Page excerpt:

============================================================

Celebrate Creativity
This podcast is a deep dive into the world of creativity - from Edgar Allan Poe and Walt Whitman to understanding the use of basic AI principles in a fun and practical way.
Celebrate Creativity
Pre Conversations with Toys
Now today’s episode is a little different.
Usually, we spend our time tracking the lives of composers, musicians, and artists—people whose names end up in history books, or on album covers, or carved into theater walls. We talk about how they changed the sound of a century, or rewired what pop music could be, or turned their lives into performance.
But for a while now, I’ve been quietly working on something a bit… stranger.
For December, I’m moving us into a different kind of gallery altogether—one where almost nothing is bigger than a shoebox, and yet the stories are enormous.
Thank you for experiencing Celebrate Creativity.
This is Celebrate Creativity. I’m George Bartley and this episode is Pre-Conversations with Toys, and one quick note before we settle in this series of conversations.

============================================================

Data:
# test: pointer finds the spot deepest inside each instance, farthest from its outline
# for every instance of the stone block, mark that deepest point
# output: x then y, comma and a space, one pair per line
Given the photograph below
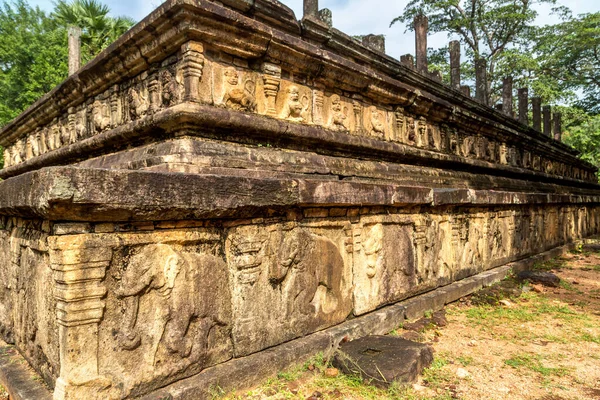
383, 360
288, 280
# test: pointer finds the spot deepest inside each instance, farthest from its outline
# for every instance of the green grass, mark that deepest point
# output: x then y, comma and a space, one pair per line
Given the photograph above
465, 361
588, 337
534, 364
536, 308
552, 264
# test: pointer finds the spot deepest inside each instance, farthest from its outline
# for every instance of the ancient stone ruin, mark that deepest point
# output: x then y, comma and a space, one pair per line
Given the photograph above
226, 184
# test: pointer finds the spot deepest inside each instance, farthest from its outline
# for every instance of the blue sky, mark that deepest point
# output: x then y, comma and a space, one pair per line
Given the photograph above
354, 17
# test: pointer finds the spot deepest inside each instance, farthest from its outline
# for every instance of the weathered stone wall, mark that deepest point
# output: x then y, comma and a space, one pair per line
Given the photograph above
27, 303
182, 296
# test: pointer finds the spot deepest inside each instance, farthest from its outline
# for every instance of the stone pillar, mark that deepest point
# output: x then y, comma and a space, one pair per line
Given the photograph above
466, 90
421, 27
558, 126
192, 65
408, 61
481, 81
536, 105
455, 64
272, 81
79, 273
311, 8
524, 106
74, 33
507, 97
547, 121
318, 106
115, 119
154, 91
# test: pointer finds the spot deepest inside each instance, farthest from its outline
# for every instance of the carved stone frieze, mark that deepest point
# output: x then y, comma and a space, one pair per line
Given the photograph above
302, 274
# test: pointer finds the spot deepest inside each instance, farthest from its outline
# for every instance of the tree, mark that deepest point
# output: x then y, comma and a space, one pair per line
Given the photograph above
99, 29
585, 138
569, 53
487, 28
33, 49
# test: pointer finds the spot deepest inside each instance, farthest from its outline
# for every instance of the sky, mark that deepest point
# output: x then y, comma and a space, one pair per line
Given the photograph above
353, 17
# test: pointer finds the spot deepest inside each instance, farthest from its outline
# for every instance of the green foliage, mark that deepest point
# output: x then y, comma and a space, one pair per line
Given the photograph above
586, 139
33, 49
99, 29
487, 29
569, 54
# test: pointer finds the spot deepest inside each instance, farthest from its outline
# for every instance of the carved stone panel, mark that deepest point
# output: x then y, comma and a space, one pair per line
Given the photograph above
288, 280
294, 103
384, 264
168, 315
234, 89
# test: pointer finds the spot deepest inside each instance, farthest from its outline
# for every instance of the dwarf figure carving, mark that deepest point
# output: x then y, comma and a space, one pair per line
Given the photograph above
19, 152
339, 117
411, 135
377, 124
240, 99
138, 104
100, 116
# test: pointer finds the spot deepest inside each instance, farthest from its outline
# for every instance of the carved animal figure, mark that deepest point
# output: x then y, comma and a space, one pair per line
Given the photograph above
377, 123
339, 117
295, 108
241, 99
170, 88
182, 288
138, 104
304, 264
100, 116
411, 135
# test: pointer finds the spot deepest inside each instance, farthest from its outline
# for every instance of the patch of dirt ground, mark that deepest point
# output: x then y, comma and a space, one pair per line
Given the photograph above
543, 345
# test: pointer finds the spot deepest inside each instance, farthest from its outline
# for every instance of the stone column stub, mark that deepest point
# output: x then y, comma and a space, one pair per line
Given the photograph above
466, 90
408, 60
536, 106
557, 126
481, 81
547, 117
80, 293
272, 82
74, 33
421, 24
455, 64
507, 96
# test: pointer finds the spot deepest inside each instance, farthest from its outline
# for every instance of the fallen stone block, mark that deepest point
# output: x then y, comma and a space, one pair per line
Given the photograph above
382, 360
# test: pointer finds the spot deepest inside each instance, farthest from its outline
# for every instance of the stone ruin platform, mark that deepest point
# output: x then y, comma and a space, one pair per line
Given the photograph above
226, 184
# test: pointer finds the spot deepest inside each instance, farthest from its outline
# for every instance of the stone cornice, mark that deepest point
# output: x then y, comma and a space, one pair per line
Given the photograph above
269, 32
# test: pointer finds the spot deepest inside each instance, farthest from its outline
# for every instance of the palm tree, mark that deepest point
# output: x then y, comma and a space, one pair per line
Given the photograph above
99, 29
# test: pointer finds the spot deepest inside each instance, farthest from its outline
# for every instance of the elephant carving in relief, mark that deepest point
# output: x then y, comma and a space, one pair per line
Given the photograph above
309, 269
181, 285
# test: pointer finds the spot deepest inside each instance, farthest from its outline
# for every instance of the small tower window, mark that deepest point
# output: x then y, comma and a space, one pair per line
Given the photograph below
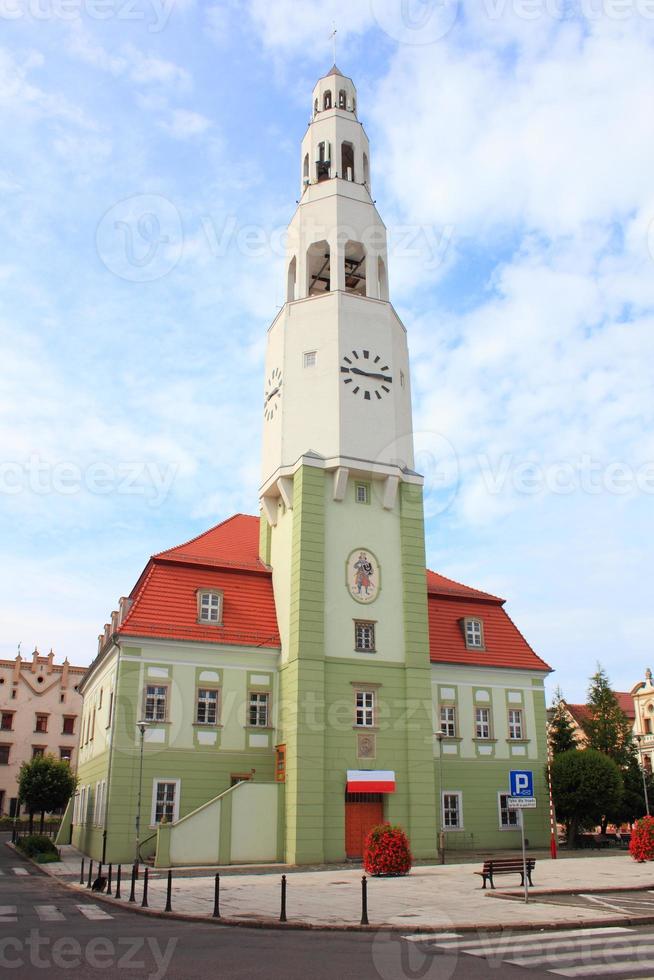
318, 269
355, 268
347, 161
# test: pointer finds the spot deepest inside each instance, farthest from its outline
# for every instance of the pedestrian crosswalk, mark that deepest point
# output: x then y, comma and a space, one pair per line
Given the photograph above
616, 951
52, 913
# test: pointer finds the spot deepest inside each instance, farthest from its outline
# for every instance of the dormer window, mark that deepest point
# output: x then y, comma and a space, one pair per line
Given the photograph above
473, 631
210, 606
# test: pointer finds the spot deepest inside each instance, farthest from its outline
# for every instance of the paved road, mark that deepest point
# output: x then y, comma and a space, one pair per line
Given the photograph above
45, 927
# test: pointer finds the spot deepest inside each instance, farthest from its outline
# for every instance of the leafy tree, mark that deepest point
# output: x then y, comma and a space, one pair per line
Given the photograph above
561, 731
45, 784
607, 728
586, 786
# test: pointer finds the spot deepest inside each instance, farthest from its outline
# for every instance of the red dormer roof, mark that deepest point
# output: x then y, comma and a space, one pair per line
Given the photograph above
449, 603
224, 558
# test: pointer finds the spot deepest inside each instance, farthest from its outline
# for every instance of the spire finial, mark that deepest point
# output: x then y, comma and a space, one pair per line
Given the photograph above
332, 37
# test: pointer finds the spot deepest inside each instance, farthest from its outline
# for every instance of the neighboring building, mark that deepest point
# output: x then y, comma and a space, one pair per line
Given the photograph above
301, 676
40, 705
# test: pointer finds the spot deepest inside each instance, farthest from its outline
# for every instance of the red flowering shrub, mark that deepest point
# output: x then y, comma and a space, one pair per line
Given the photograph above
387, 851
641, 847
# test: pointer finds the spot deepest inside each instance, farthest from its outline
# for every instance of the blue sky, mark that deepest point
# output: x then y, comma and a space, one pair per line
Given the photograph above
150, 163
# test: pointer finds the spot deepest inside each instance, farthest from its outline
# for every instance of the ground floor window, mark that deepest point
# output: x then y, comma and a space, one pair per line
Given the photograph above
508, 818
452, 811
165, 800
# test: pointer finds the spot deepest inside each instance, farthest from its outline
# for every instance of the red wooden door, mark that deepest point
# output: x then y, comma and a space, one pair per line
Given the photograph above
360, 818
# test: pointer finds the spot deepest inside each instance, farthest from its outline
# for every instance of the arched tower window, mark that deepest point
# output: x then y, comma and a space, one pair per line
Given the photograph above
292, 278
323, 160
347, 161
318, 269
382, 279
355, 268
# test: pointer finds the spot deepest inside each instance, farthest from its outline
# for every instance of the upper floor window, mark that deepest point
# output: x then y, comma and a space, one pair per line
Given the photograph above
482, 722
474, 634
515, 723
259, 709
365, 709
207, 706
210, 606
448, 720
364, 637
156, 699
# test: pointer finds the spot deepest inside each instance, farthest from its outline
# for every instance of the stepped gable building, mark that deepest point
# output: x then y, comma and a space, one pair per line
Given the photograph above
40, 706
301, 676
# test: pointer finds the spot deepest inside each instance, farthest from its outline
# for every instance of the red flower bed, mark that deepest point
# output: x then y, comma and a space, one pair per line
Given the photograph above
641, 847
387, 851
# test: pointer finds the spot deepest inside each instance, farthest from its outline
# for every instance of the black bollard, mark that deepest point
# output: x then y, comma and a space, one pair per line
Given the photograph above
132, 895
282, 914
144, 903
364, 901
216, 898
169, 893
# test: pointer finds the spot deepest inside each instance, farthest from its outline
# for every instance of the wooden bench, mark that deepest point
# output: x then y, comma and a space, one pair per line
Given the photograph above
506, 866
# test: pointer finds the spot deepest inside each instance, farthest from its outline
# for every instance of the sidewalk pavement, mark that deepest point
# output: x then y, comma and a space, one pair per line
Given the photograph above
430, 897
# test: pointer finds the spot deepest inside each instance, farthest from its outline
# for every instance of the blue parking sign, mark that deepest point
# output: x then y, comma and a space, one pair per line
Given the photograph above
521, 782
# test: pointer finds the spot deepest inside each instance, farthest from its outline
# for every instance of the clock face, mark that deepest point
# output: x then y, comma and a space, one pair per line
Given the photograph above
366, 374
273, 394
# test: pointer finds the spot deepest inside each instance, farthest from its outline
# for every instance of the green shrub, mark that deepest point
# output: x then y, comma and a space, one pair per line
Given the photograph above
35, 844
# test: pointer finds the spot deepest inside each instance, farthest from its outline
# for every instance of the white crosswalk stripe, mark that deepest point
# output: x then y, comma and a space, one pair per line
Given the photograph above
49, 913
94, 912
612, 951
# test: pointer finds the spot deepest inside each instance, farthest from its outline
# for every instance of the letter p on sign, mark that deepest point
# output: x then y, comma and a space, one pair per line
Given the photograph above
521, 782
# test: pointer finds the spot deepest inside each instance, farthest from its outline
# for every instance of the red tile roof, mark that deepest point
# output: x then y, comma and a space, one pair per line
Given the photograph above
225, 558
504, 645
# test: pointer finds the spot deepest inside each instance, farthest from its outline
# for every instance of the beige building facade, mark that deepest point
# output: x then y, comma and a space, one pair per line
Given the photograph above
40, 710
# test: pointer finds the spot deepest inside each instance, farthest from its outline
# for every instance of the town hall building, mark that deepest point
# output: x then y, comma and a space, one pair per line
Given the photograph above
274, 687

============================================================

To be done:
1 – List the kinds of people whose lives the podcast page says the show usually tracks.
2 – According to the podcast page, in which month does the host move into a different kind of gallery?
The lines that come after the podcast page are separate material.

Answer list:
1 – Composers, musicians, and artists.

2 – December.